● Task to carry out
Repeat the part of the records that runs from the start through the line containing "Provide the mask of every instance of the construction", including both ends.

===== Provided material =====

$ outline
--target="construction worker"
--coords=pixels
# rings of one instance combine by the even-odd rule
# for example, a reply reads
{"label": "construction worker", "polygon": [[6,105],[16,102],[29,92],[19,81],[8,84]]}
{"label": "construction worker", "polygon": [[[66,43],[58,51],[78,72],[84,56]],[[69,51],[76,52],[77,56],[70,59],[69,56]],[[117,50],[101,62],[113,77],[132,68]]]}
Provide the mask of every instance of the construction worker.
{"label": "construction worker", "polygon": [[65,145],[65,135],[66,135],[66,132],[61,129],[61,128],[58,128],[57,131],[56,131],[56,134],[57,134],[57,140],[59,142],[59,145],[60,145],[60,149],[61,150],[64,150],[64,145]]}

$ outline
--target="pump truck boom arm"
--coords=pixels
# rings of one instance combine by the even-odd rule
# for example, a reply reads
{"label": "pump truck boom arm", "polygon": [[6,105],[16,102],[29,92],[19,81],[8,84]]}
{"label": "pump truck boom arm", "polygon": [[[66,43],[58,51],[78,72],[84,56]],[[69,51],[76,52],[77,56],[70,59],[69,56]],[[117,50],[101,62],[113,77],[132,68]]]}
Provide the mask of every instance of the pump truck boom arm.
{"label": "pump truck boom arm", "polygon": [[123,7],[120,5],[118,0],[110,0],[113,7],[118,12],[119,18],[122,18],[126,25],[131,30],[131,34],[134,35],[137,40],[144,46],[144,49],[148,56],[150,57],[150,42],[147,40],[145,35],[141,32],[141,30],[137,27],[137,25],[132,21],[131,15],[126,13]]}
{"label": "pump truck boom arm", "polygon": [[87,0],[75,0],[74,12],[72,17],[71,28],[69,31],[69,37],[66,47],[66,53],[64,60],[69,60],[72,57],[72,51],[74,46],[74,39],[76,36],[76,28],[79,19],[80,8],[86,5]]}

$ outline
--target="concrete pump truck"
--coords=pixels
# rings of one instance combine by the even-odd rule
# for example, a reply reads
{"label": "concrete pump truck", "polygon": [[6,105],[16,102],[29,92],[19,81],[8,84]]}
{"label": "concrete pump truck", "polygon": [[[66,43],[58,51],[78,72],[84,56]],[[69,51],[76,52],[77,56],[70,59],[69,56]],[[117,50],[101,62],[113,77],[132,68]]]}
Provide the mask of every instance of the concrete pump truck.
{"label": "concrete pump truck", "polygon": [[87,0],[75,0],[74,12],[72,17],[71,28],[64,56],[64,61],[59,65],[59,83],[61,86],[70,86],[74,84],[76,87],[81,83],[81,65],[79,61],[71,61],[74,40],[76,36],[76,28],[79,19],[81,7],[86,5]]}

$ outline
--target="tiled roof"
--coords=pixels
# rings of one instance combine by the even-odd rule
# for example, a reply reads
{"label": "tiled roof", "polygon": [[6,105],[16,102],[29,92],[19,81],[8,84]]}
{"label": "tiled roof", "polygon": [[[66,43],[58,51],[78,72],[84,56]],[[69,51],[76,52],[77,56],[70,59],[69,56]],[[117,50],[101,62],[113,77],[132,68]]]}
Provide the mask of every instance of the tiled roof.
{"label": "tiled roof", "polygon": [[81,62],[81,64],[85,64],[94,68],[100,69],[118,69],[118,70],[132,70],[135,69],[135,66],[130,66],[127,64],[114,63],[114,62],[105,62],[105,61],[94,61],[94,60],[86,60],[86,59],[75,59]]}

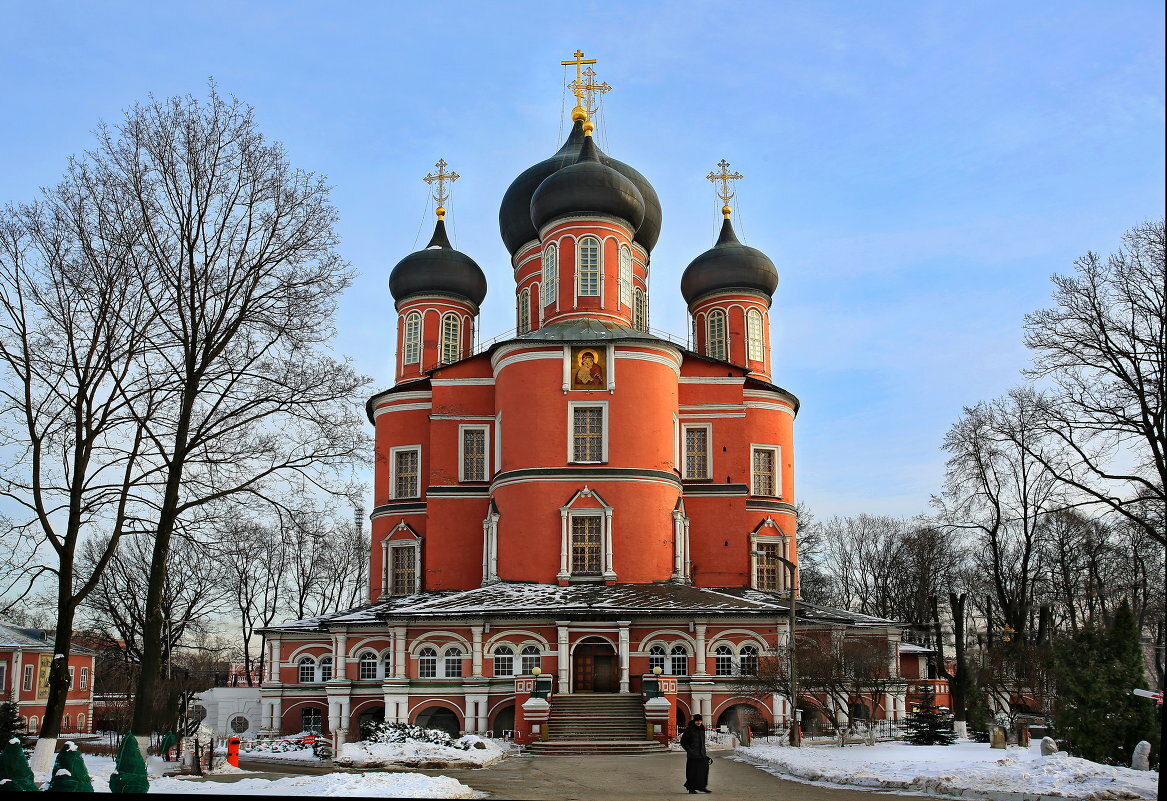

=====

● Finished answer
$ outline
--target="construction worker"
--coords=pixels
# rings of one instance combine by the even-odd rule
# for example, a reply reads
{"label": "construction worker", "polygon": [[6,105],[16,102],[29,92],[19,81],[8,84]]}
{"label": "construction worker", "polygon": [[[66,43],[58,51],[78,72],[84,56]],[[69,51],[76,52],[77,56],[70,59],[69,56]],[[117,50],[101,62],[113,77],[132,68]]]}
Provide the mask of every instance of the construction worker.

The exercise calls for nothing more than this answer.